**RECORDS FOR THIS TASK:**
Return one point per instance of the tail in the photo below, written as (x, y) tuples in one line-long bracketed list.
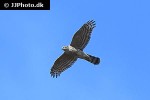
[(92, 59)]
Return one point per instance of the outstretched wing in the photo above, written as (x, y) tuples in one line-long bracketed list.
[(62, 63), (82, 36)]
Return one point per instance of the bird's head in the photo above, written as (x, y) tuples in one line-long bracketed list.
[(65, 48)]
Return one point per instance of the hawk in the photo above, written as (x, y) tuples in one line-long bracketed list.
[(75, 50)]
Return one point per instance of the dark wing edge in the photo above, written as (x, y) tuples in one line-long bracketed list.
[(82, 36), (62, 63)]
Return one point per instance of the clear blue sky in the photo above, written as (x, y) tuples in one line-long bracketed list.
[(30, 42)]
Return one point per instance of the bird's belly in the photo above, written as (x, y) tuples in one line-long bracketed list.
[(81, 54)]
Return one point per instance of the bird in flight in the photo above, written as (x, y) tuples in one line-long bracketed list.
[(75, 50)]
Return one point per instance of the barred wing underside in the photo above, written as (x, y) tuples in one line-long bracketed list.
[(62, 63)]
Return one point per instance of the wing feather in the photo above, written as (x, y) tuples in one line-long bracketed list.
[(82, 36), (62, 63)]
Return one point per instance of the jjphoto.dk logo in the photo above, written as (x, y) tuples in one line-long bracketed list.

**WORK ITEM:**
Everything in the records above must be repeated exactly, except the pictures.

**OUTPUT OF THE TASK:**
Return one point per instance of the tail in the photo below, written as (x, y) tuples in one line-long bracketed list.
[(92, 59)]
Return one point per instance of the outstretched wing in the photo above, written as (x, y) tuples in one line-long bracketed list.
[(62, 63), (82, 36)]
Return one point per instance of the bird's head in the photo above, written as (x, y) tuples in one line-long bracketed list.
[(65, 48)]
Return one point per instance of the hawk in the photo above, written as (x, y) tuples in one line-long bracketed list.
[(75, 50)]
Return one point per instance of the dark wing edge in the photo above, written as (x, y) tuples in one line-long bracketed list.
[(82, 36), (62, 63)]
Return one point per instance of the clear blue sky in the photo above, written as (x, y) tuples in one line-long bracketed list.
[(30, 42)]
Return one point per instance of the bird's belly in the photo above, written as (x, y) tuples in one line-long bracketed list.
[(81, 54)]
Return one point per instance of the bird in flight in the photo above, written as (x, y) tuples in one line-long bracketed list.
[(75, 50)]
Return one point per instance of the barred wing underside in the photo above, written as (x, y) tuples in one line-long bracketed list.
[(62, 63)]
Return one point per instance of the wing feather in the photo above, written as (x, y) tuples in one line-long bracketed list.
[(82, 36), (62, 63)]
Return one point per instance of the jjphoto.dk logo in the photo above, written as (x, y) tuples in one line-long bracketed list.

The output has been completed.